What the task requires:
List every line of the entries that contains the word "leaning", matching its case exactly.

Material provided:
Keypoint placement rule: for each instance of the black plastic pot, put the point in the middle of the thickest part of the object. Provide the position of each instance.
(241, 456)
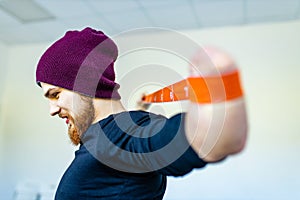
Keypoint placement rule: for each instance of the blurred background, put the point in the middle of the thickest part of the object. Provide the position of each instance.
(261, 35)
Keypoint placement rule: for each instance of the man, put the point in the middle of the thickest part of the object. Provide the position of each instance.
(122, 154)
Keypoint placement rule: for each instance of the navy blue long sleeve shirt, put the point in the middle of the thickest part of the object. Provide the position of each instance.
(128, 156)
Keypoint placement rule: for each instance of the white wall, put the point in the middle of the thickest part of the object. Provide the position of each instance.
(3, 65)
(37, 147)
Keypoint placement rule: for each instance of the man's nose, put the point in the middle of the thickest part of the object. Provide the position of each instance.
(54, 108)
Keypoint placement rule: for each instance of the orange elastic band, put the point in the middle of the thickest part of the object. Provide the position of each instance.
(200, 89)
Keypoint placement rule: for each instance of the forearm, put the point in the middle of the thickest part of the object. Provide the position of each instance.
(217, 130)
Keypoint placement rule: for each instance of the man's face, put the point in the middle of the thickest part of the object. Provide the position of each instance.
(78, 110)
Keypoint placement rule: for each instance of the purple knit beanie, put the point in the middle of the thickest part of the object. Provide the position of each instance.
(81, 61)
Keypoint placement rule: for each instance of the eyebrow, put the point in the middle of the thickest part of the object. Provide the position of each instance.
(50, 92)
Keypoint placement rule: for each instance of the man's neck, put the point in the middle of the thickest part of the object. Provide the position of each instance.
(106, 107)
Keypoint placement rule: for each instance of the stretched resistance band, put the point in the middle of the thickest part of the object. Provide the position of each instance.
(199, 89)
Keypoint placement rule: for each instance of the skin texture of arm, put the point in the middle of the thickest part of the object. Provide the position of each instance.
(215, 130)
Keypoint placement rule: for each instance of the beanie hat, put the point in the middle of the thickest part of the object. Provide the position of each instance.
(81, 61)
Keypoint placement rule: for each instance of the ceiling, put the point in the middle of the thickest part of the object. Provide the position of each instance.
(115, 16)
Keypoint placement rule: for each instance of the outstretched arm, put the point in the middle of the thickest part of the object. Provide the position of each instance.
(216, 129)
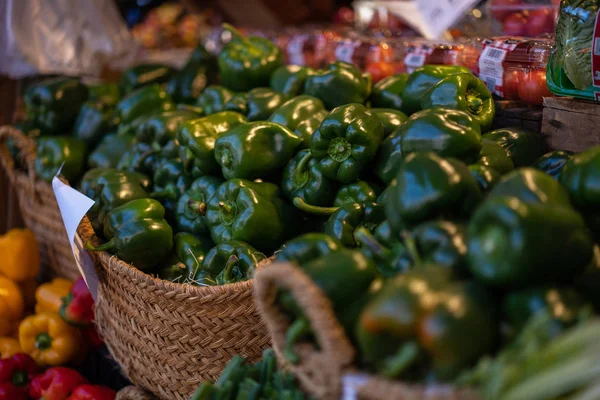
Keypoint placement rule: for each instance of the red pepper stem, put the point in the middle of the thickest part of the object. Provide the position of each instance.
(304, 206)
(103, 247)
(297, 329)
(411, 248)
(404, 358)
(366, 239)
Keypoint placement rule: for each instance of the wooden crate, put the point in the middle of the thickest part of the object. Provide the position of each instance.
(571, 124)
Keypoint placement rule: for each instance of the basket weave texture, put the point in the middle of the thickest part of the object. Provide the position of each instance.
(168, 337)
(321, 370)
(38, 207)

==

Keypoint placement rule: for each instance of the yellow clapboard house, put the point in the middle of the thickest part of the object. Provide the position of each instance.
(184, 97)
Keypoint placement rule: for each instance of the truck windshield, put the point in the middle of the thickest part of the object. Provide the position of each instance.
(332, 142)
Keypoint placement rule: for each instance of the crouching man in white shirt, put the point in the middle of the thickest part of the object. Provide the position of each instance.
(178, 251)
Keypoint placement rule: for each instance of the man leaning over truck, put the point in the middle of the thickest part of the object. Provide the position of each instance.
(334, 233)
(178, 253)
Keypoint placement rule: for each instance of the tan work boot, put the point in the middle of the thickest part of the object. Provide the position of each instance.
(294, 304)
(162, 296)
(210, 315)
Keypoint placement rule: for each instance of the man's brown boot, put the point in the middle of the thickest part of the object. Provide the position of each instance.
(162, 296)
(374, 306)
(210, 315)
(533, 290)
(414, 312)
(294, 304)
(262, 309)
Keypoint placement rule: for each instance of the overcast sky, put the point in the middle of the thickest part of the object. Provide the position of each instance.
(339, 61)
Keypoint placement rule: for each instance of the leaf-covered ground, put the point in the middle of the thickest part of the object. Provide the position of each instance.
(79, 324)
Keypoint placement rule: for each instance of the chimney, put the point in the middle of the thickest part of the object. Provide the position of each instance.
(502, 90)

Answer below:
Keypoint placement rule: for each instance of the man leaning over truck, put the point in the middle of the thickest part of the object. Provide the position of each instance.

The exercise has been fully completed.